## Material shown
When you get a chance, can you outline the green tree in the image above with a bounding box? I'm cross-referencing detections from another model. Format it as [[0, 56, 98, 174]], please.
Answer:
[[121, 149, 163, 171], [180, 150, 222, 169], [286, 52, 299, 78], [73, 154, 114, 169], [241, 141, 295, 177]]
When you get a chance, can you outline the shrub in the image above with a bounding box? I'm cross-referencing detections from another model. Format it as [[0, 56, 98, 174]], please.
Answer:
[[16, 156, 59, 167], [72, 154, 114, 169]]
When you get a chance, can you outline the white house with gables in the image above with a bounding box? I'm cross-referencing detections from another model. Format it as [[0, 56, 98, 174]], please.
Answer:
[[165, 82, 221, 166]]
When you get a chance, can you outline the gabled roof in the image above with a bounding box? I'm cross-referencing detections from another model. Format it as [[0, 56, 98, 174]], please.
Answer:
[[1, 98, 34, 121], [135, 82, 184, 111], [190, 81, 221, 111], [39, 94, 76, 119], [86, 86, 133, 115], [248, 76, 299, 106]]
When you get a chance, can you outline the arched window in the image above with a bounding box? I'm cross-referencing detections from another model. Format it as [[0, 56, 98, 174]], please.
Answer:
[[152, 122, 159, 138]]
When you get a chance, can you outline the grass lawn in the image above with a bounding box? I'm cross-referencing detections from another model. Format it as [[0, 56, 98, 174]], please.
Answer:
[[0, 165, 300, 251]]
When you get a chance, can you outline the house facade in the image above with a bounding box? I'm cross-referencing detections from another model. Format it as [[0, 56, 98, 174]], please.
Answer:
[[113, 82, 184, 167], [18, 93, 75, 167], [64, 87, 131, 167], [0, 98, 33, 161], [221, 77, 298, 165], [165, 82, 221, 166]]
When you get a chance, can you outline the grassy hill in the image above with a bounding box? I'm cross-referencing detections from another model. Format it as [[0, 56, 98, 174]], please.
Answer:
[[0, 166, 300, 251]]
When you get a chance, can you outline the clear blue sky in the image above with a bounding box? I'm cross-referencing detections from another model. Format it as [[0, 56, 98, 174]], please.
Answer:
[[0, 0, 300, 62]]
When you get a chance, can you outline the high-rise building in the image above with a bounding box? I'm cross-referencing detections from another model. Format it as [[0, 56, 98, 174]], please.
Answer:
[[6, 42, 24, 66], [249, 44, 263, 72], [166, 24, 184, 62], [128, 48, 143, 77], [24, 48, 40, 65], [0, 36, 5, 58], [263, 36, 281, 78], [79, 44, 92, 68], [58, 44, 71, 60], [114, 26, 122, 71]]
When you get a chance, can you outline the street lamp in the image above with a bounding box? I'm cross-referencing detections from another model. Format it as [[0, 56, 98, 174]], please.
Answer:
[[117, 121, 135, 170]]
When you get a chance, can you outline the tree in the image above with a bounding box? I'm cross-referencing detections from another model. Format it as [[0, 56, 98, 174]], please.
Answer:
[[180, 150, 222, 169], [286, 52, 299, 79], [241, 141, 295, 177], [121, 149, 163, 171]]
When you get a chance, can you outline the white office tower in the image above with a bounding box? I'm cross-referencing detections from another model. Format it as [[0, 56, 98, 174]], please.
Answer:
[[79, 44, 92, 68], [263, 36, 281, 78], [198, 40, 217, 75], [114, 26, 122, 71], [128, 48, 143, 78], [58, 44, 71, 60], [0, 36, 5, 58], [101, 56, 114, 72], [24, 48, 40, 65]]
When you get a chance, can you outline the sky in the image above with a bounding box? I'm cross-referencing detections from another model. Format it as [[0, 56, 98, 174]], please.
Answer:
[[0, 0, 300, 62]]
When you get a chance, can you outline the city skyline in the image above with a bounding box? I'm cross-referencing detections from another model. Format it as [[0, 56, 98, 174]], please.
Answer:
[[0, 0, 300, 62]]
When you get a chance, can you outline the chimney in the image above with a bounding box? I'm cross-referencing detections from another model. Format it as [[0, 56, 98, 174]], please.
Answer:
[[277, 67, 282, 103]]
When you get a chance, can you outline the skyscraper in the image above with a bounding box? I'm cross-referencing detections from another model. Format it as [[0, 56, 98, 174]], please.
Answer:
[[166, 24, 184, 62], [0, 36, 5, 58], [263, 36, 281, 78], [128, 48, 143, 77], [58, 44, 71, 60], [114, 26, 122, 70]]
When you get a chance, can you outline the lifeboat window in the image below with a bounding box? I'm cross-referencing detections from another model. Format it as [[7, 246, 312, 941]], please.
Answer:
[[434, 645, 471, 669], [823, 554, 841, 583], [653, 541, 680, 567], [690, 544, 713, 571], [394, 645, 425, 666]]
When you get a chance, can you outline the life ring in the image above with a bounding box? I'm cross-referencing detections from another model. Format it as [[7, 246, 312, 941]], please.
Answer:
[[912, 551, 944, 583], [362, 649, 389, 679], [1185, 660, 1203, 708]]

## Direction
Return all of the records above word for word, with nothing changed, added or left out.

## Solution for this task
When you get a chance, can you outline the green tree in the image above with a bounding box? I'm cross-referencing detections from another model. Format it as [[0, 56, 98, 174]], please.
Answer:
[[121, 149, 163, 171], [180, 150, 222, 169], [286, 52, 299, 78], [73, 154, 114, 169], [241, 141, 295, 177]]
When you get a chance, can you outline the shrub in the image above with a bounding box? I'm cross-referencing detections from another model. Format it as [[0, 56, 98, 174]], please.
Answer:
[[16, 156, 59, 167], [72, 154, 114, 169]]
When you get a chance, can you outline the white house with gables in the image above with a bounding box? I'm cross-referencing detections from another model. Format it as [[0, 56, 98, 174]], please.
Answer:
[[165, 82, 221, 166]]
When you get a chance, can you outline the gabled roof in the image above with a bounding box? I'm cross-referencing detections from another model. Format it as [[0, 56, 98, 174]], please.
Answer:
[[1, 98, 34, 121], [135, 82, 184, 111], [190, 81, 221, 111], [39, 94, 76, 119], [86, 86, 133, 115], [248, 76, 299, 106]]
When you get a chance, can you outline the arched window in the image above with a bounding box? I'm cross-referencing detections from another model. Format it as [[0, 56, 98, 174]], please.
Answer:
[[152, 122, 159, 138]]
When you get a chance, can you outline the grass lawn in the image above with a bounding box? I'm cross-referencing detections from another model. Format it as [[0, 56, 98, 174]], please.
Answer:
[[0, 165, 300, 251]]
When you get a chance, can you outline the house facade in the image above with a bounding box? I'm cross-referencing detections from another model. Format it as [[0, 56, 98, 174]], please.
Answer:
[[113, 82, 184, 167], [18, 93, 75, 167], [64, 87, 131, 167], [0, 98, 33, 161], [221, 77, 298, 165], [165, 82, 221, 166]]
When you get a chance, can you outline the grassy hill in the image above with a bounding box? I'm cross-referencing detections from another model. Format it as [[0, 56, 98, 174]], please.
Answer:
[[0, 166, 300, 251]]
When you get a chance, can you outline the clear blue sky in the image above with a bounding box? I'm cross-referencing detections from another model. Format it as [[0, 56, 98, 174]], please.
Answer:
[[0, 0, 300, 62]]
When you get a chance, can you outline the high-rise building in the image above with a bounding box? I'm cross-referencing detections from another model. Format it as [[0, 56, 98, 174]], please.
Answer:
[[6, 42, 24, 66], [249, 44, 263, 72], [166, 24, 184, 62], [128, 48, 143, 77], [24, 48, 40, 65], [0, 36, 5, 58], [263, 36, 281, 78], [79, 44, 92, 68], [58, 44, 71, 60], [114, 26, 122, 71]]
When you get a chance, can you outline the street lamp in the image above with a bounding box? I'm cross-referencing detections from another model. Format it as [[0, 56, 98, 174]], please.
Answer:
[[117, 121, 135, 170]]
When you get a chance, can you outline the tree in the image above with a bounding box? I'm cross-referencing detections from another model. Format it as [[0, 56, 98, 174]], please.
Answer:
[[180, 150, 222, 169], [286, 52, 299, 79], [241, 141, 295, 177], [121, 149, 163, 171]]
When you get a chance, can you outline the white office tower in the image above with a bounding box? I'm cross-referencing detections from another model. Format it as [[0, 56, 98, 174]], please.
Answer:
[[79, 44, 92, 68], [263, 36, 281, 78], [198, 40, 217, 75], [114, 26, 122, 71], [128, 48, 143, 78], [58, 44, 71, 60], [0, 36, 5, 58], [101, 56, 114, 72], [24, 48, 40, 65]]
When you get a chance, can you outline the sky in the image above with a bounding box? I'm cross-referencing detections from another model. Format it as [[0, 56, 98, 174]], please.
Answer:
[[0, 0, 300, 62]]
When you get a chance, can you outline the city skyline in the image above with a bounding box? I'm cross-referencing detections from another model. Format it as [[0, 56, 98, 174]], please.
Answer:
[[0, 0, 300, 62]]
When you get a chance, can you outline the chimney in the image above with a bounding box? I'm cross-referencing detections from another model. Format it as [[0, 56, 98, 174]], please.
Answer:
[[277, 67, 282, 103]]
When you get a chance, can you outline the skyscraper in the image above with a bounding box? I'm cross-referencing detections from another model. Format it as [[0, 56, 98, 174]], please.
Answer:
[[166, 24, 184, 62], [0, 36, 5, 58], [263, 36, 281, 78], [128, 48, 143, 77], [58, 44, 71, 60], [114, 26, 122, 70]]
When you get a chance, can you outline the lifeboat window in the image below with a bounding box? I'm cross-referencing detections from another model. Format it as [[7, 246, 312, 941]], please.
Answer:
[[434, 645, 471, 669], [823, 554, 841, 583], [653, 541, 680, 567], [690, 544, 713, 571], [394, 645, 425, 666]]
When you get a chance, can you outline the life ring in the image above with a bounding box? I'm cross-referencing detections from another model. Format it as [[7, 246, 312, 941]], please.
Answer:
[[912, 551, 944, 583], [362, 649, 389, 679], [1185, 660, 1203, 708]]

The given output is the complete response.